╭─ ОТРЫВОК ДЛЯ ЧТЕНИЯ
Это было в разгар революции. Я ехала ночью в вагоне, битком набитом полуживыми людьми. Они сидели друг на друге, стояли, качаясь как трупы, и лежали вповалку на полу. Они кричали и громко плакали во сне. Меня давил, наваливаясь мне на плечо, страшный старик, с открытым ртом и подкаченными белками глаз. Было душно и смрадно, и сердце мое колотилось и останавливалось. Я чувствовала, что задохнусь, что до утра не дотяну, и закрыла глаза.
И вдруг запелось в душе стихотворение, милое, наивное, детское:
В замке был веселый бал,
Музыканты пели…
Бальмонт!
И вот нет смрадного хрипящего вагона. Звучит музыка, бабочки кружатся, и мелькает в пруду волшебная рыбка.
И от рыбки, от нее,
Музыка звучала…
Прочту и начинаю сначала. Как заклинание.
Милый Бальмонт!
Под утро наш поезд остановился. Страшного старика вытащили синего, неподвижного. Он, кажется, уже умер. А меня спасла магия стиха».
«Я не хочу, чтобы меня через триста лет читали. Я хочу, чтобы меня любили», – сказал Петрарка. Знаменитый поэт знал: не присутствие в словарях и школьных хрестоматиях дарит бессмертие. Что мертвому бессмертие? Человеку нужна любовь. Все стихи Бальмонта, как майские цветы, наполненные медом, благоухают любовью.
╰─
### ЗАДАНИЕ 1
Перечислите все действия людей в вагоне, названные в отрывке в двух предложениях, которые начинаются словом «Они».
### ЗАДАНИЕ 2
Напишите продолжение отрывка о стихах Бальмонта из нескольких предложений, начиная сразу после его последней фразы.
╭─ ДАННЫЕ УПРАЖНЕНИЯ
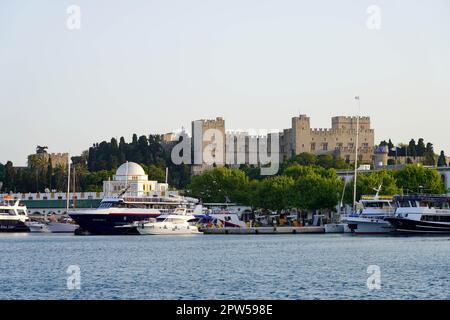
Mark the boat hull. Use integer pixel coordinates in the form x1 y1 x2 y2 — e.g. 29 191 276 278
136 225 203 235
345 218 394 234
0 219 30 232
387 217 450 234
69 213 159 235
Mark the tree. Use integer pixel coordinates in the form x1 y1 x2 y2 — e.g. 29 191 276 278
254 176 294 211
408 139 417 159
47 157 53 190
423 142 436 166
147 164 166 183
416 138 426 157
395 165 445 194
188 167 249 204
291 173 342 211
438 150 447 167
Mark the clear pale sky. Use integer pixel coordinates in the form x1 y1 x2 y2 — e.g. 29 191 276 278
0 0 450 165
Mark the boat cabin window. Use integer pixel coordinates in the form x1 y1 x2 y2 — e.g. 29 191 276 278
0 209 16 216
364 202 390 209
421 215 450 222
398 201 411 208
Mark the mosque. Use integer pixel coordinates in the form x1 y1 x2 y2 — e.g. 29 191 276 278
103 162 169 197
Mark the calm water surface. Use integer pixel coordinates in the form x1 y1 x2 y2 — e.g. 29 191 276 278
0 234 450 299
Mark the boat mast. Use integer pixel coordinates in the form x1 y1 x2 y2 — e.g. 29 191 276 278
353 96 361 212
72 165 77 209
66 154 70 214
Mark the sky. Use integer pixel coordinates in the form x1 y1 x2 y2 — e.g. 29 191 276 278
0 0 450 165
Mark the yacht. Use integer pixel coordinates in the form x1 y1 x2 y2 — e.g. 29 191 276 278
198 208 247 229
69 197 186 235
0 197 30 232
386 195 450 234
27 218 79 233
135 208 202 235
69 162 198 235
341 193 395 234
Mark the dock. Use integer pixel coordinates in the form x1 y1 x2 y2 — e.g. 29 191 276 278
201 227 325 235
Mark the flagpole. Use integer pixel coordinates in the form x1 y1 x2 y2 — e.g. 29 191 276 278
353 96 361 213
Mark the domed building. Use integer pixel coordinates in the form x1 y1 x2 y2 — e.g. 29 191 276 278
103 162 169 197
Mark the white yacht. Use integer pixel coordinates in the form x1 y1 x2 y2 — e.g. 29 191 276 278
387 195 450 234
341 194 395 234
134 208 202 235
27 218 79 233
69 162 198 235
0 197 30 232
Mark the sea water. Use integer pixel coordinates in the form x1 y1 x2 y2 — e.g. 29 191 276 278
0 234 450 300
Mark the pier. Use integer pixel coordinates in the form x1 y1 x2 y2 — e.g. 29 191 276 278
202 227 325 235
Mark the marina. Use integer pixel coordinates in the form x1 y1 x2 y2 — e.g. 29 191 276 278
0 234 450 300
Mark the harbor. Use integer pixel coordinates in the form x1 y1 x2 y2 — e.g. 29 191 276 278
0 162 450 235
0 234 450 300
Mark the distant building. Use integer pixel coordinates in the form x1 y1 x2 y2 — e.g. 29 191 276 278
╰─
### ОТВЕТ 1
сидели друг на друге; стояли, качаясь как трупы; лежали вповалку на полу; кричали; громко плакали во сне

### ОТВЕТ 2
«Жизнь коротка, – писал в конце жизни Константин Дмитриевич, – и счастлив тот, кто с первого дня знал, что ему нужно и куда его влечет. Я не принадлежу к этим счастливцам… Моя душа не там, где гремит вечный Океан, а там, где еле слышно журчит лесной ручеек. Моя душа там, где серая, однообразная природа, где вьются снежинки, где плачут, тоскуют и радуются каждому солнечному лучу. Не в торжестве, не в гордости блаженства вижу я высшую красоту, а в бледных красках зимнего пейзажа, в тихой грусти о том, что не вернуть. Да и стыдно было бы торжествовать, в то время как целые страны умирают под склепом сумрачного неба, в то время как утро тебе приносит цветы, а другим – звуки холодного ветра».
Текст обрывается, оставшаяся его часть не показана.